======== Data extracts ========

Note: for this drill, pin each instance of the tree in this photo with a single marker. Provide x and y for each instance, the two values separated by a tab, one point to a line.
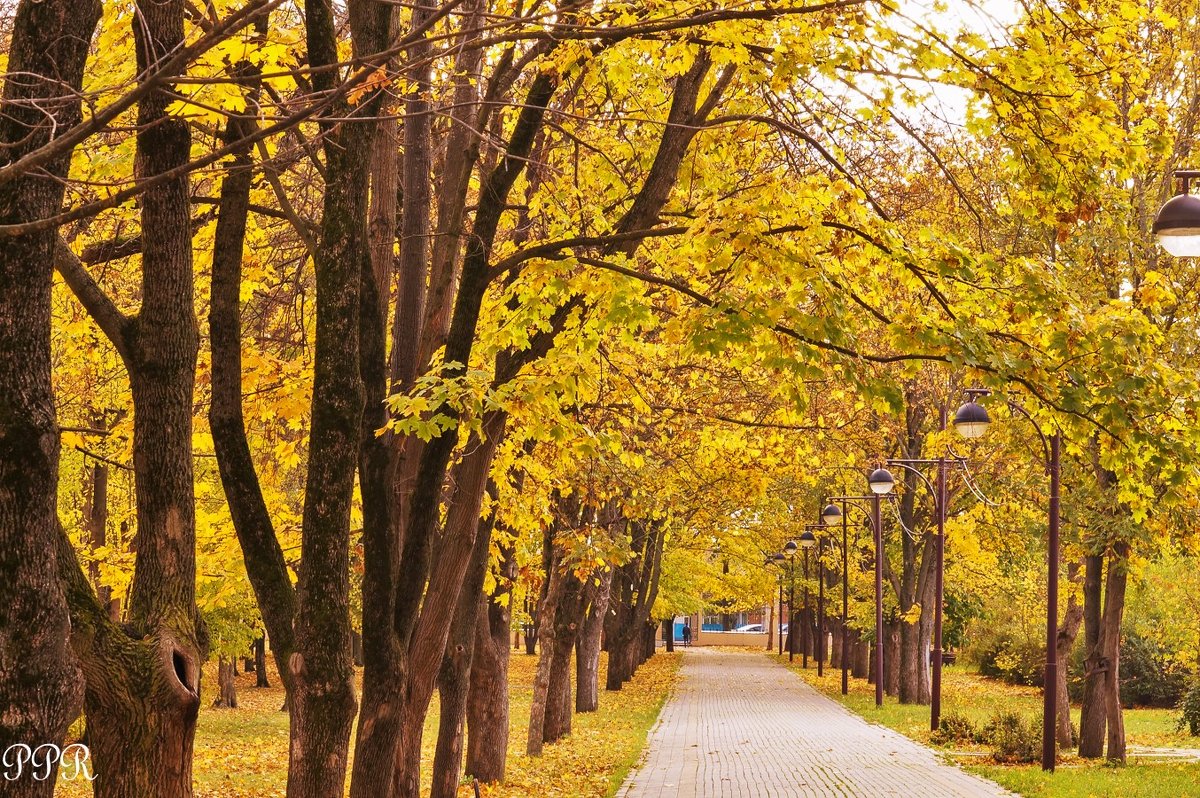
40	681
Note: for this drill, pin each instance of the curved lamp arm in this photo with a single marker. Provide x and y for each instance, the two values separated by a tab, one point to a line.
933	491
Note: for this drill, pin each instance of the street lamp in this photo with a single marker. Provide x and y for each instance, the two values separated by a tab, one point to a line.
971	421
970	417
1177	225
790	552
829	516
808	540
775	559
881	483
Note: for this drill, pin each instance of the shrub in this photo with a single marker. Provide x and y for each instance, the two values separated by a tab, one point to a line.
1149	677
1013	738
1015	661
955	729
1189	711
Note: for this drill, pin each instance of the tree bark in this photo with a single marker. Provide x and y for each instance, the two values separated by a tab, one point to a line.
487	702
892	657
261	679
143	681
265	567
1093	713
1066	641
1110	645
535	738
861	658
322	702
40	682
587	655
454	681
568	621
635	587
227	683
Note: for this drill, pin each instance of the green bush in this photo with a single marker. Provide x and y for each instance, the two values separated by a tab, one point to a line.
1189	711
1014	739
955	729
1014	661
1149	676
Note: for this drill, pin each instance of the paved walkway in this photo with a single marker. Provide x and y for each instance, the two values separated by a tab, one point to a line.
742	726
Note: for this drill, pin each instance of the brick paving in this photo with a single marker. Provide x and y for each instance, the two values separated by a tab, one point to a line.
742	726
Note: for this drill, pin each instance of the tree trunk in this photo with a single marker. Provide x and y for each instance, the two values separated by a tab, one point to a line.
1065	643
40	679
587	655
635	587
448	575
1093	713
454	681
262	553
861	658
227	684
538	707
487	702
915	677
143	690
892	658
1110	645
261	664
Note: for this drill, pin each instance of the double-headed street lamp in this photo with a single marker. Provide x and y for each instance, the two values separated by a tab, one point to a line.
778	559
790	553
829	516
1177	225
881	484
972	421
808	540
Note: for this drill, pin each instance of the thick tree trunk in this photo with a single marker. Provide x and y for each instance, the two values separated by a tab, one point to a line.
143	693
635	587
1065	643
447	580
861	658
587	654
252	522
568	621
40	682
454	681
227	684
915	677
261	679
1110	645
892	658
1093	713
535	738
487	703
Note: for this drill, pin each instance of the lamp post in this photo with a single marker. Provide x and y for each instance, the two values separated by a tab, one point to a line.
940	501
775	559
790	552
881	483
972	421
821	634
1177	225
808	540
829	516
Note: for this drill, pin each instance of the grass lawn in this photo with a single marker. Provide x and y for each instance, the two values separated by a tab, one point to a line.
977	697
244	753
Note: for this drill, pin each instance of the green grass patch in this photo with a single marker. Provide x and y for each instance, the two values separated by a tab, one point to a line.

========

Task:
Leave the pictures out and write out every entry exactly as given.

Solution below:
Note: for this drill, pin each instance of the tree in this photo with a single marker. Provide x and y for each instance, the two values separated by a tab, one point to a line.
40	681
Note: for this drill, pin each instance of the curved lamp arm in this photo with a single marker. Provide x and y for each instance, the two values separated by a tab, one point to a line.
933	491
Note: for this drill, pin each instance of the street lamp in this photo with a single marker. Provide x and y for each instance, the two values separated by a tab, one point to a line.
971	421
970	417
1177	225
790	552
829	516
808	540
775	559
881	483
Note: for this drill, pin each instance of the shrub in this photo with a single marker. Provide x and y for each instance, the two values separated by a tab, one point to a line.
1149	677
1013	738
1015	661
955	729
1189	711
Note: for this drill, pin each instance of the tree bark in this photo with a single marker. Provide x and y for each instance, the two values separated by a tab, one point to a line.
487	702
892	657
261	679
143	681
265	567
1093	713
1066	641
1110	645
535	738
861	658
322	702
40	682
587	655
454	681
568	621
635	587
227	683
Note: for this drill, pin each instance of the green bush in this photo with a single marker. Provide x and y for each instance, the two values separated by a tab, one point to a line.
1189	711
1014	739
955	729
1014	661
1149	676
Note: for this drill, pin each instance of the paved walkway in this photo with a single marker. Provide x and y for each instance, the two values separated by a tab, one point to a line.
742	726
Note: for this drill, pin each instance of the brick paving in this photo with a single marker. Provide x and y for each instance, the two values separated by a tab, one point to a line.
742	726
Note: for this drill, pin each instance of the tree trunk in this photo with a single marker. Provide x and y for each instance, the two values separated by a tab, one point to a line.
1065	643
40	679
587	655
635	587
448	575
1093	713
454	681
262	553
861	658
227	684
538	707
487	702
915	677
143	690
892	658
1110	645
261	664
Note: for this drill, pin each instance of the double-headed street lamp in this photo with a single marker. Provide x and y for each instance, the two values separated by a tab, one point to a line.
778	559
790	553
829	516
1177	225
881	484
972	421
808	540
Note: for this drill, pin each instance of the thick tree trunk in this photo with a single marker. Provide x and y for each instance, the two values separated by a tab, one point to a line.
143	693
635	587
1065	643
447	580
861	658
587	654
252	522
568	621
40	682
454	681
227	684
915	677
261	679
1110	645
892	658
1093	713
535	738
487	703
Note: for this drill, pin each instance of the lamp post in this photo with a single marker. Provide x and y for each instance, the two values separated by a tab, one point to a line.
940	501
775	559
790	552
881	483
972	421
821	634
1177	225
808	540
829	516
Note: for this drill, pin each instance of the grass lawn in this photo with a single marker. Provide x and y for each instance, the two values separated by a tab, one point to a line.
977	697
244	753
Note: for this drill, pin each instance of the green grass patch in this photo with a single marker. Provide x and y for each instance, the two values separated by a tab, one point to a line.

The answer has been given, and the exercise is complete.